The problem: Reproduce the records verbatim from their first line through the line containing "[[26,160],[19,160],[16,162],[18,165],[25,165],[28,163],[28,161]]", including both ends. Omit the pictures from your copy.

BEGIN Available records

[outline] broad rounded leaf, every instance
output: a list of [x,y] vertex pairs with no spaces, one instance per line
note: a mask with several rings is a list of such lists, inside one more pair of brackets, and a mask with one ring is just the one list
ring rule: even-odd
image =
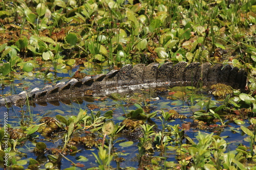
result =
[[26,160],[19,160],[16,162],[18,165],[25,165],[28,163],[28,161]]
[[65,124],[66,126],[68,126],[68,120],[67,120],[67,119],[66,119],[65,117],[64,117],[63,116],[60,115],[56,115],[56,118],[59,120],[59,122],[63,123],[64,124]]
[[108,120],[103,124],[102,132],[107,134],[111,134],[113,133],[115,130],[115,124],[111,120]]
[[50,51],[42,53],[42,58],[45,60],[52,60],[53,53]]
[[36,143],[35,147],[39,150],[44,150],[46,149],[46,144],[42,142]]
[[126,142],[122,142],[119,143],[119,146],[124,148],[129,147],[133,144],[133,142],[132,141],[127,141]]
[[31,63],[26,63],[23,65],[22,70],[24,71],[30,72],[33,70],[34,67]]
[[11,71],[11,64],[9,62],[0,63],[0,75],[6,76]]
[[146,39],[143,39],[137,44],[136,47],[139,51],[146,48],[147,41]]
[[214,165],[210,164],[205,164],[204,168],[205,170],[215,170],[217,169]]
[[134,15],[133,12],[129,11],[126,11],[125,13],[126,14],[126,16],[128,18],[129,20],[134,22],[136,22],[137,21],[137,18]]
[[81,162],[87,162],[89,160],[88,158],[82,155],[76,157],[76,159],[78,161],[81,161]]
[[45,165],[45,167],[47,169],[51,169],[53,167],[53,163],[52,162],[47,162]]
[[71,45],[75,45],[77,42],[77,36],[75,33],[69,33],[66,37],[67,42]]
[[39,3],[36,6],[36,13],[39,16],[42,16],[46,13],[47,9],[45,4]]
[[239,120],[239,119],[235,120],[234,122],[236,124],[237,124],[238,125],[244,125],[245,124],[244,121],[242,121],[242,120]]

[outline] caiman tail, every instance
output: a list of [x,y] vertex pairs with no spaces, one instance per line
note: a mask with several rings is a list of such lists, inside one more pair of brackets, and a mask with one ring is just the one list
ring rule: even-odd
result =
[[133,91],[136,89],[162,86],[186,86],[202,82],[203,85],[222,83],[235,89],[244,89],[247,72],[238,67],[222,64],[201,64],[193,62],[188,65],[180,62],[176,65],[166,62],[152,63],[147,66],[138,64],[133,66],[125,65],[119,70],[113,70],[106,75],[86,77],[80,80],[72,79],[67,83],[59,83],[54,86],[38,88],[29,92],[0,99],[0,106],[21,107],[29,101],[47,105],[49,103],[59,105],[59,101],[69,104],[71,101],[88,95],[108,95],[114,92]]

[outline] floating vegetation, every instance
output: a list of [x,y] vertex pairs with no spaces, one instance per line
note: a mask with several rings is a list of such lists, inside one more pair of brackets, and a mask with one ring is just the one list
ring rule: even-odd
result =
[[243,91],[199,82],[1,107],[0,168],[254,168],[255,7],[253,0],[1,1],[1,96],[126,64],[221,63],[220,70],[248,74]]

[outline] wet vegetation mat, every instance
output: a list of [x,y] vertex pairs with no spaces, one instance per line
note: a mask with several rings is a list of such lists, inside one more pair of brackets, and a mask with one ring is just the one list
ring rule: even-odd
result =
[[255,169],[255,1],[0,0],[0,27],[2,99],[127,64],[248,72],[238,90],[198,83],[1,107],[1,168]]

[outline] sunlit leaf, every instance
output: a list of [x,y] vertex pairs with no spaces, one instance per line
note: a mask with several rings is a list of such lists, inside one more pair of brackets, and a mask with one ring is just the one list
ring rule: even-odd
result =
[[133,144],[133,142],[132,141],[127,141],[124,142],[120,143],[119,146],[125,148],[129,147]]

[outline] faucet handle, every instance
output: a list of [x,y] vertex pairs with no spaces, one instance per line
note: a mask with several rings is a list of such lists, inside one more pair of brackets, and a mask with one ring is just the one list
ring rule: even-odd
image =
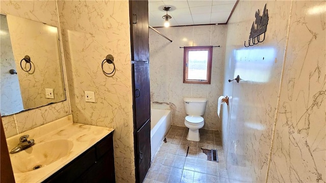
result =
[[19,138],[19,142],[24,142],[27,141],[27,138],[30,137],[29,135],[24,135]]

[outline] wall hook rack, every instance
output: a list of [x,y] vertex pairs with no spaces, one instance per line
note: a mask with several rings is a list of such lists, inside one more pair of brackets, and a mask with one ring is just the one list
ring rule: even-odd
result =
[[[265,33],[267,28],[267,24],[268,23],[268,10],[266,9],[266,4],[265,4],[262,16],[259,15],[259,14],[260,11],[258,9],[255,14],[256,20],[253,22],[251,26],[248,45],[246,45],[246,41],[244,41],[244,47],[246,47],[254,46],[265,40]],[[261,38],[261,37],[263,37],[263,38]]]
[[[114,62],[113,62],[114,60],[114,57],[113,57],[113,56],[112,54],[109,54],[107,55],[106,55],[106,56],[105,57],[105,58],[103,59],[103,61],[102,62],[102,71],[104,74],[104,75],[106,76],[112,77],[116,73],[116,65],[114,64]],[[103,68],[103,66],[104,66],[104,65],[105,63],[113,65],[113,69],[112,70],[112,71],[108,73],[108,72],[106,72],[104,70],[104,69]]]
[[237,82],[238,83],[239,83],[239,81],[240,81],[240,76],[237,75],[236,76],[236,77],[232,80],[231,79],[229,79],[229,82],[231,82],[233,80],[236,80],[236,82]]

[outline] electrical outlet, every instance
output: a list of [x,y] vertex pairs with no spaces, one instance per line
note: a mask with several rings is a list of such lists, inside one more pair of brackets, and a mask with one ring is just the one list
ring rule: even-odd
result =
[[53,93],[53,88],[45,88],[45,98],[47,99],[55,98],[55,94]]
[[95,102],[95,95],[94,92],[85,91],[85,101],[86,102]]

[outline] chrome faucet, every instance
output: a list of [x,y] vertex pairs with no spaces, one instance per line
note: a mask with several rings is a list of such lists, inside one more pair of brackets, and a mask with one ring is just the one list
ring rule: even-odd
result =
[[23,135],[19,138],[19,143],[17,146],[14,147],[10,151],[10,153],[16,153],[21,150],[26,149],[34,145],[34,139],[28,140],[29,135]]

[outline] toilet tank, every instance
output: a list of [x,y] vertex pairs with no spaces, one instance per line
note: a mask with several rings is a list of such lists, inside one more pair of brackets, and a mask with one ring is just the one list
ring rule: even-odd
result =
[[206,109],[206,98],[183,98],[184,109],[187,115],[203,115]]

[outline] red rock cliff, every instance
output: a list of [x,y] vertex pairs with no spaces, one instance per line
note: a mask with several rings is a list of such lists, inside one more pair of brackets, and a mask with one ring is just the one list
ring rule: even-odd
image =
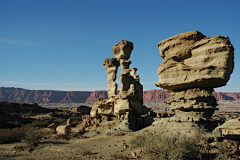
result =
[[[162,102],[169,97],[164,90],[143,91],[144,102]],[[214,92],[219,101],[240,100],[240,92]],[[0,102],[17,103],[93,103],[97,98],[107,99],[107,91],[51,91],[25,90],[21,88],[0,88]]]

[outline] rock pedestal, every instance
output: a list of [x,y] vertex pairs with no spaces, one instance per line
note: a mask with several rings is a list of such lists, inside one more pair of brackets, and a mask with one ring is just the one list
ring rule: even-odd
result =
[[[143,87],[136,68],[129,68],[132,42],[122,40],[113,46],[113,56],[104,60],[108,76],[108,99],[99,98],[90,112],[92,118],[108,121],[118,119],[117,128],[137,130],[137,121],[143,112]],[[121,65],[121,87],[117,94],[116,74]]]
[[234,66],[228,37],[206,37],[190,31],[158,43],[163,62],[156,86],[171,92],[166,103],[175,116],[169,121],[205,125],[216,110],[213,88],[226,85]]

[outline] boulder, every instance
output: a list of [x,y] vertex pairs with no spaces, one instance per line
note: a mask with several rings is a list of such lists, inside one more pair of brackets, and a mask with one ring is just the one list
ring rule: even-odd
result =
[[158,44],[163,62],[156,86],[167,91],[226,85],[233,71],[234,48],[228,37],[190,31]]

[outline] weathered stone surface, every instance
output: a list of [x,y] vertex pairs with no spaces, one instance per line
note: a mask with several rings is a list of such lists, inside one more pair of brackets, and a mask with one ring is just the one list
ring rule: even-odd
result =
[[[113,116],[117,117],[118,128],[124,130],[136,130],[138,117],[143,112],[143,87],[136,75],[137,69],[129,68],[131,61],[128,59],[132,50],[132,42],[125,40],[113,46],[115,58],[107,58],[103,63],[108,75],[108,99],[98,99],[90,112],[92,118],[101,119],[102,122],[112,120]],[[119,65],[121,87],[117,94],[115,80]]]
[[107,70],[108,97],[114,97],[117,93],[117,83],[115,82],[115,80],[117,75],[117,69],[120,64],[116,58],[107,58],[104,60],[103,65]]
[[238,138],[240,138],[240,118],[226,121],[224,124],[214,129],[213,133],[217,136],[238,135]]
[[72,120],[68,119],[66,125],[60,125],[56,128],[58,135],[69,135],[71,133]]
[[73,112],[81,112],[81,113],[89,114],[91,111],[91,108],[88,106],[81,105],[77,107],[72,107],[71,110]]
[[210,118],[217,106],[213,88],[226,85],[234,66],[229,38],[190,31],[161,41],[158,49],[164,61],[156,86],[171,92],[165,102],[176,114],[166,120],[212,130]]
[[120,61],[120,59],[129,59],[133,50],[133,43],[122,40],[113,46],[113,56]]
[[172,110],[184,110],[186,108],[201,109],[215,108],[217,102],[212,94],[212,89],[194,88],[178,92],[171,92],[170,97],[165,100],[171,105]]
[[156,86],[165,90],[216,88],[226,85],[233,71],[234,48],[228,37],[181,33],[158,44],[164,62]]

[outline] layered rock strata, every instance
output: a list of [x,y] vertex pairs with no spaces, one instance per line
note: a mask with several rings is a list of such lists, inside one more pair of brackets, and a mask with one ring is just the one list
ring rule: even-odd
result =
[[169,91],[165,100],[176,113],[172,121],[209,120],[217,102],[213,88],[226,85],[234,67],[234,48],[228,37],[206,37],[190,31],[158,43],[163,62],[156,86]]
[[[113,56],[104,60],[108,76],[108,99],[98,98],[90,112],[92,118],[108,121],[117,119],[118,128],[138,129],[138,117],[143,112],[143,87],[136,68],[129,68],[132,42],[122,40],[113,46]],[[120,91],[117,94],[116,74],[121,65]]]

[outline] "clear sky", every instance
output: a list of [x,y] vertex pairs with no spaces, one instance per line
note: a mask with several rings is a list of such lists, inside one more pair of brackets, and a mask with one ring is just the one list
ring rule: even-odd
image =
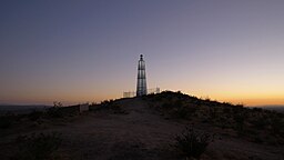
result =
[[0,1],[0,103],[121,98],[140,53],[149,88],[284,104],[284,1]]

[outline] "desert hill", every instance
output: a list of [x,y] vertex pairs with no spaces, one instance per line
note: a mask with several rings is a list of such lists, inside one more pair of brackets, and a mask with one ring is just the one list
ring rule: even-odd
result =
[[[182,160],[184,146],[207,136],[201,160],[282,160],[284,116],[181,92],[106,100],[0,118],[1,159]],[[192,132],[191,132],[192,133]],[[189,134],[187,134],[189,136]],[[187,157],[187,159],[194,159]]]

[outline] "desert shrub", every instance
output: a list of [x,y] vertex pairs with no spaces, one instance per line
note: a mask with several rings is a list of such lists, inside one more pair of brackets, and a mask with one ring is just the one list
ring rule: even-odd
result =
[[254,128],[256,129],[264,129],[267,124],[267,119],[264,119],[263,117],[256,118],[252,121]]
[[281,117],[274,116],[271,118],[271,127],[272,127],[272,133],[280,134],[284,138],[283,129],[284,129],[284,121]]
[[183,158],[200,159],[213,138],[209,133],[197,132],[193,128],[186,128],[180,136],[175,137],[174,148]]
[[48,109],[47,116],[51,118],[62,118],[63,113],[60,109],[61,107],[63,107],[61,102],[53,102],[53,107]]
[[16,120],[16,117],[11,113],[7,113],[4,116],[0,117],[0,128],[1,129],[8,129],[10,128]]
[[244,132],[244,120],[245,117],[243,113],[234,113],[233,119],[235,121],[235,130],[239,133],[239,136],[243,134]]
[[29,118],[31,121],[37,121],[37,120],[40,119],[42,116],[43,116],[43,112],[33,110],[31,113],[28,114],[28,118]]
[[52,133],[33,133],[31,136],[20,136],[17,138],[19,151],[12,158],[14,160],[49,160],[53,159],[54,152],[61,144],[61,134]]

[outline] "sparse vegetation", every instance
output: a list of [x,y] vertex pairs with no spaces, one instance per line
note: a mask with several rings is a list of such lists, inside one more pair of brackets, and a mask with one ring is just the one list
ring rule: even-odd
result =
[[197,132],[193,128],[186,128],[175,137],[174,148],[182,158],[200,159],[213,138],[209,133]]
[[62,108],[63,104],[61,102],[53,102],[53,107],[49,108],[47,111],[47,116],[51,118],[62,118],[63,113],[60,108]]
[[10,128],[14,122],[14,116],[11,113],[7,113],[4,116],[0,117],[0,129],[8,129]]
[[17,138],[19,152],[12,158],[14,160],[50,160],[55,159],[54,152],[61,144],[61,134],[33,133],[31,136],[20,136]]
[[[237,136],[253,142],[284,143],[284,116],[243,104],[199,99],[181,92],[164,91],[144,98],[149,106],[166,118],[210,123],[221,129],[232,129]],[[257,136],[257,137],[256,137]],[[268,138],[264,138],[268,137]]]

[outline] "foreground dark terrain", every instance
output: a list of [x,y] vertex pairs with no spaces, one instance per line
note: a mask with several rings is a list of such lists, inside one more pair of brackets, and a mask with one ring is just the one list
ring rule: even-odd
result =
[[[180,92],[103,101],[79,113],[55,106],[0,119],[1,159],[197,159],[176,137],[209,136],[202,160],[283,160],[284,116]],[[183,139],[181,142],[184,142]]]

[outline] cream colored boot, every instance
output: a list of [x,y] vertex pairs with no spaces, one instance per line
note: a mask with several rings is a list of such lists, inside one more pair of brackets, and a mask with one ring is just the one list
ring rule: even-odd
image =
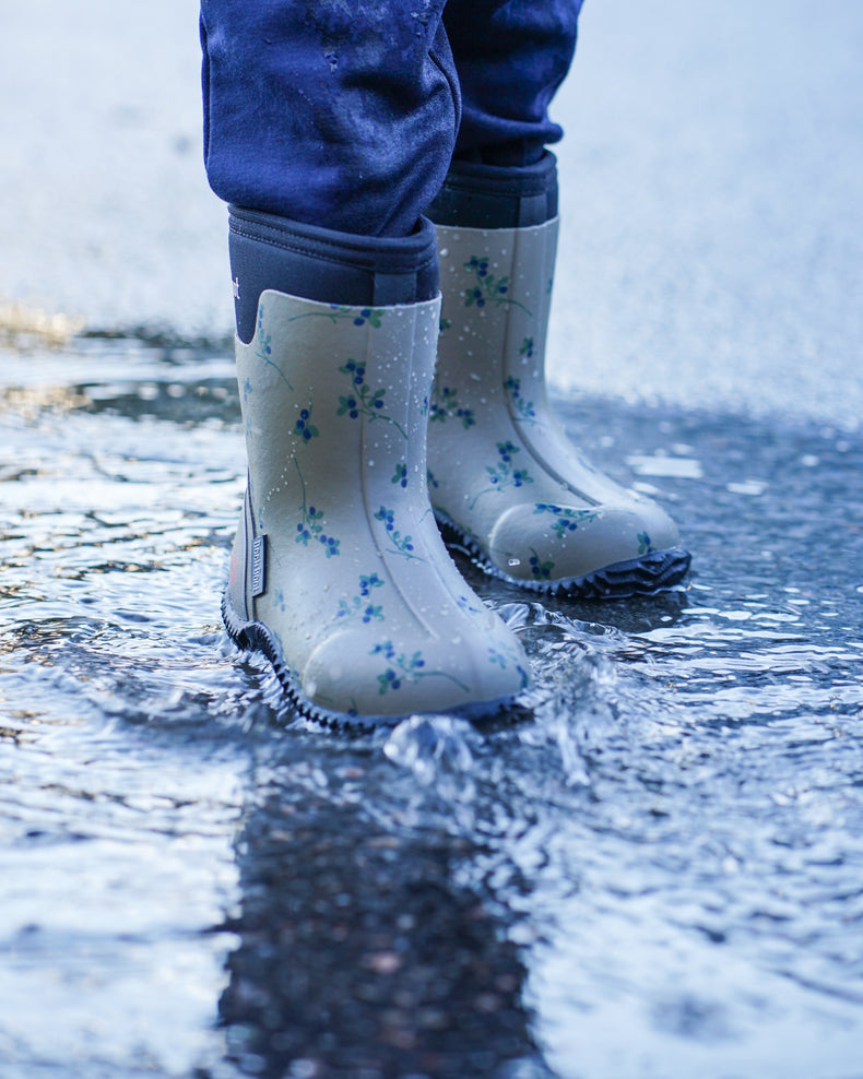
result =
[[528,681],[428,501],[439,300],[336,307],[274,290],[237,341],[249,486],[223,614],[323,720],[493,711]]
[[445,535],[532,590],[625,596],[678,583],[689,555],[674,522],[586,461],[548,404],[557,218],[436,228],[444,309],[428,461]]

END Available records

Response to the task:
[outline] broad rounded leaf, every instance
output: a list of [x,y] vertex pairs with no spaces, one instance per line
note: a mask with several rings is a list of such lists, inside one more pair of brackets, and a mask with one ring is just the one list
ring rule: even-odd
image =
result =
[[26,160],[19,160],[16,162],[18,165],[25,165],[28,163],[28,161]]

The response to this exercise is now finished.